▶ Required work: Can you recast all the data below as a numbered list, one line per item, with the blank lines dropped?

▶ Exercise material:
□ □ □ □ □

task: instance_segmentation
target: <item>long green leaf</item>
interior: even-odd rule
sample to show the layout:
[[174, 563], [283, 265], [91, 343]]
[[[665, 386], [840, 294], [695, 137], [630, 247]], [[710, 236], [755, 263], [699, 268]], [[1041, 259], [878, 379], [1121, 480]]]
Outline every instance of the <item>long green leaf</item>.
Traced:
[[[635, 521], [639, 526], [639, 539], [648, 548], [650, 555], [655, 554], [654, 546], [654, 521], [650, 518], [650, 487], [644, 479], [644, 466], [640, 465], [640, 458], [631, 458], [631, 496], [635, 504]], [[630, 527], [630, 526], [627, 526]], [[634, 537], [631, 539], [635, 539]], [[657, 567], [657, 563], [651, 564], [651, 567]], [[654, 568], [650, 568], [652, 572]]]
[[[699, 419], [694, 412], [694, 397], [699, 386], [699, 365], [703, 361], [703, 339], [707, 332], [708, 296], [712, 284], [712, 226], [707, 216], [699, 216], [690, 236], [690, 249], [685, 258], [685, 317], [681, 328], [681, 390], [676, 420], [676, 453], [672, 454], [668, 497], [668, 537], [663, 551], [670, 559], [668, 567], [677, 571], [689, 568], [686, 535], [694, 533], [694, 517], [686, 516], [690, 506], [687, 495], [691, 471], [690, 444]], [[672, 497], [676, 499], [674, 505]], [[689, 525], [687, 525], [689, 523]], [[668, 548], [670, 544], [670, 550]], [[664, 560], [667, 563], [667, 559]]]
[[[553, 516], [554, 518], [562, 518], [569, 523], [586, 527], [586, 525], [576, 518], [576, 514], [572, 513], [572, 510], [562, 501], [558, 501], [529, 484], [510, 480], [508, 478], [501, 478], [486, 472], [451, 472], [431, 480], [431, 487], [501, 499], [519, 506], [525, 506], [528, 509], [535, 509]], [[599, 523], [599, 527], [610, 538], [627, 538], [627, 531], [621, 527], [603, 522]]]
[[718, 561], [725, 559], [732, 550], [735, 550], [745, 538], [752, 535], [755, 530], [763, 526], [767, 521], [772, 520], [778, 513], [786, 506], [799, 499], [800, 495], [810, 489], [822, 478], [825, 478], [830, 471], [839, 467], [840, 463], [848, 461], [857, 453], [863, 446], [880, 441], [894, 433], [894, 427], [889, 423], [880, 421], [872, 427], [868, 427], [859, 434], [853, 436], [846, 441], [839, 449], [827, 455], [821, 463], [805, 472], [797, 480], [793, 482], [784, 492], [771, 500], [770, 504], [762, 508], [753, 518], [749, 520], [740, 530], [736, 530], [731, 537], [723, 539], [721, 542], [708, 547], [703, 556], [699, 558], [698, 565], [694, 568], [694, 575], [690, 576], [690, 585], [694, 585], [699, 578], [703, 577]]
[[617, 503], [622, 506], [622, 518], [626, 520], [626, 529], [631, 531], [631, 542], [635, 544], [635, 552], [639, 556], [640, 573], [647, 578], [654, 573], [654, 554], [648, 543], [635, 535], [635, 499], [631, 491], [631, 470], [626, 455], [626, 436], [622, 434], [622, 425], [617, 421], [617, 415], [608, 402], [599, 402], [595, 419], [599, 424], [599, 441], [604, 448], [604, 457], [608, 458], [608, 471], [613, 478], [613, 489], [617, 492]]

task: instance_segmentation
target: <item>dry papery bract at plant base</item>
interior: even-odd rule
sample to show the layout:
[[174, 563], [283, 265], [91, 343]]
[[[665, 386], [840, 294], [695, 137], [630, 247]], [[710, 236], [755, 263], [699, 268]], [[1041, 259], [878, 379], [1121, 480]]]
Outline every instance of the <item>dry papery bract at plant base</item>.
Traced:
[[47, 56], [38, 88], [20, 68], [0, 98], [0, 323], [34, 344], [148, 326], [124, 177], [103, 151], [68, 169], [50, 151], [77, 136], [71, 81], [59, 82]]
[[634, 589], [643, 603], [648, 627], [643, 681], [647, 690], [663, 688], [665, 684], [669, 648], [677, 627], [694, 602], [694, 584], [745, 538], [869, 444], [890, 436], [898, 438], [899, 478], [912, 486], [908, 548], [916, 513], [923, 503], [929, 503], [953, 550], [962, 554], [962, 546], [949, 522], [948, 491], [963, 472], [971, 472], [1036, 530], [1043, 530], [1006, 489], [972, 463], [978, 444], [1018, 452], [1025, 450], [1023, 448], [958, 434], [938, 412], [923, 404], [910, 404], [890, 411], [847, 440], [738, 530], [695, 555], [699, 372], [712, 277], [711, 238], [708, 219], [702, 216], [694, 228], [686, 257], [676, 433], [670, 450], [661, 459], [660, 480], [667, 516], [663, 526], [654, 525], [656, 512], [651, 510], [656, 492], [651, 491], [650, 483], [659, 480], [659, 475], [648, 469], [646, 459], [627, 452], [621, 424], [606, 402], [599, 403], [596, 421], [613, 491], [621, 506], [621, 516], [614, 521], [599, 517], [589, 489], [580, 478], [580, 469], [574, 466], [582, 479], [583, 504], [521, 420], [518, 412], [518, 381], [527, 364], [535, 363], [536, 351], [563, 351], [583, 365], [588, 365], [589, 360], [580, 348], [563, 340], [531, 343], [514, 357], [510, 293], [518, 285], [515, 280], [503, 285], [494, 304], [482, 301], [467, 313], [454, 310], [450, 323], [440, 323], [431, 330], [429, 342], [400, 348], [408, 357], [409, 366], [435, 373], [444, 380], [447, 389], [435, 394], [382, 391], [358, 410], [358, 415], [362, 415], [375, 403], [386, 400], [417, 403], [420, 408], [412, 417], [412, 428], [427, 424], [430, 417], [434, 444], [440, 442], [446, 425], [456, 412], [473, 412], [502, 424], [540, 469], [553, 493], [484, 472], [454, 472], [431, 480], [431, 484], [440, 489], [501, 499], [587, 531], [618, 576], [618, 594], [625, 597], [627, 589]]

□ □ □ □ □

▶ Response to this task:
1. task: instance_segmentation
2. target: <item>long green leaf</item>
3. interior: even-odd rule
4. sample to show the layout:
5. [[174, 563], [283, 265], [91, 343]]
6. [[[665, 386], [840, 294], [695, 137], [630, 247]], [[710, 236], [755, 263], [699, 268]], [[1041, 259], [878, 379], [1121, 480]]]
7. Outline every instance of the <item>long green leaf</item>.
8. Traced:
9. [[[635, 521], [639, 526], [639, 539], [648, 548], [650, 555], [655, 554], [654, 546], [654, 521], [650, 518], [650, 487], [644, 479], [644, 466], [640, 465], [640, 458], [631, 458], [631, 496], [635, 504]], [[630, 527], [630, 526], [627, 526]], [[634, 537], [631, 539], [635, 539]], [[657, 567], [657, 563], [651, 564], [651, 567]], [[654, 568], [650, 568], [652, 572]]]
10. [[[699, 419], [694, 412], [694, 397], [699, 386], [699, 365], [703, 361], [703, 339], [707, 332], [708, 296], [712, 284], [712, 226], [707, 216], [699, 216], [690, 236], [690, 249], [685, 258], [685, 317], [681, 328], [681, 390], [676, 420], [676, 453], [672, 454], [668, 497], [668, 537], [663, 551], [670, 559], [668, 567], [677, 571], [689, 568], [686, 535], [694, 533], [694, 517], [686, 516], [690, 506], [687, 495], [691, 471], [690, 444]], [[672, 497], [676, 499], [674, 505]], [[689, 525], [687, 525], [689, 523]], [[668, 548], [670, 544], [670, 550]], [[664, 560], [667, 563], [667, 559]]]
11. [[[553, 516], [554, 518], [562, 518], [569, 523], [586, 527], [586, 525], [576, 518], [576, 514], [572, 513], [572, 510], [562, 501], [558, 501], [529, 484], [510, 480], [508, 478], [501, 478], [486, 472], [451, 472], [431, 480], [431, 487], [501, 499], [519, 506], [525, 506], [528, 509], [535, 509]], [[599, 523], [599, 527], [610, 538], [627, 538], [627, 531], [621, 527], [603, 522]]]
12. [[718, 561], [725, 559], [732, 550], [735, 550], [745, 538], [752, 535], [755, 530], [763, 526], [767, 521], [772, 520], [778, 513], [786, 506], [799, 499], [800, 495], [810, 489], [822, 478], [825, 478], [830, 471], [839, 467], [840, 463], [848, 461], [857, 453], [863, 446], [880, 441], [894, 433], [894, 427], [889, 423], [880, 421], [872, 427], [868, 427], [859, 434], [853, 436], [846, 441], [839, 449], [827, 455], [821, 463], [805, 472], [797, 480], [793, 482], [784, 492], [771, 500], [770, 504], [762, 508], [753, 518], [749, 520], [740, 530], [736, 530], [731, 537], [723, 539], [721, 542], [708, 547], [703, 556], [699, 558], [698, 565], [694, 568], [694, 575], [690, 576], [690, 585], [694, 585], [699, 578], [703, 577]]
13. [[617, 503], [622, 506], [622, 518], [626, 520], [626, 529], [631, 531], [631, 542], [635, 544], [635, 552], [639, 556], [640, 573], [647, 578], [654, 573], [654, 554], [648, 543], [635, 535], [635, 499], [631, 491], [631, 470], [626, 455], [626, 436], [622, 434], [622, 425], [617, 421], [617, 415], [608, 402], [599, 402], [595, 419], [599, 424], [599, 441], [604, 448], [604, 457], [608, 458], [608, 471], [613, 478], [613, 489], [617, 492]]
14. task: instance_segmentation
15. target: <item>dry papery bract at plant base</item>
16. interior: even-odd rule
17. sample to show the layout:
18. [[174, 563], [283, 265], [91, 343]]
19. [[[665, 386], [840, 294], [695, 137], [630, 247]], [[710, 236], [755, 263], [699, 268]], [[1041, 259], [878, 379], [1121, 480]]]
20. Outline every instance of the <item>dry papery bract at plant base</item>.
21. Traced:
22. [[47, 56], [38, 88], [20, 68], [0, 98], [0, 323], [34, 344], [148, 326], [124, 177], [103, 151], [68, 169], [50, 151], [77, 136], [71, 81], [59, 82]]
23. [[634, 589], [643, 603], [648, 627], [643, 681], [647, 690], [663, 688], [665, 684], [669, 648], [677, 627], [694, 602], [694, 584], [745, 538], [869, 444], [890, 436], [898, 438], [899, 478], [912, 486], [908, 548], [916, 513], [923, 503], [929, 503], [953, 550], [962, 554], [962, 546], [949, 522], [948, 491], [963, 472], [971, 472], [1036, 530], [1043, 530], [1006, 489], [972, 463], [978, 444], [1018, 452], [1025, 450], [1023, 448], [958, 434], [938, 412], [923, 404], [910, 404], [890, 411], [847, 440], [738, 530], [695, 555], [699, 372], [712, 277], [711, 238], [708, 219], [702, 216], [694, 228], [686, 257], [676, 433], [670, 450], [661, 459], [660, 480], [667, 516], [663, 526], [654, 525], [656, 512], [651, 510], [656, 492], [651, 491], [650, 483], [659, 480], [659, 475], [648, 469], [646, 459], [627, 452], [621, 424], [606, 402], [599, 403], [596, 421], [613, 491], [621, 506], [621, 516], [614, 521], [599, 517], [589, 489], [580, 478], [580, 469], [574, 466], [582, 479], [583, 504], [521, 420], [518, 412], [518, 381], [527, 364], [535, 363], [536, 351], [563, 351], [583, 365], [588, 365], [589, 360], [580, 348], [563, 340], [531, 343], [514, 357], [510, 293], [518, 285], [515, 280], [503, 285], [494, 304], [482, 301], [467, 313], [454, 310], [450, 323], [440, 323], [431, 330], [429, 342], [400, 348], [408, 357], [409, 366], [435, 373], [444, 380], [447, 389], [435, 394], [382, 391], [358, 410], [358, 415], [362, 415], [375, 403], [386, 400], [417, 403], [420, 408], [412, 417], [412, 428], [427, 424], [430, 417], [434, 444], [440, 442], [446, 425], [456, 412], [473, 412], [502, 424], [540, 469], [553, 493], [484, 472], [454, 472], [431, 480], [431, 484], [440, 489], [501, 499], [587, 531], [618, 576], [618, 594], [625, 597], [627, 589]]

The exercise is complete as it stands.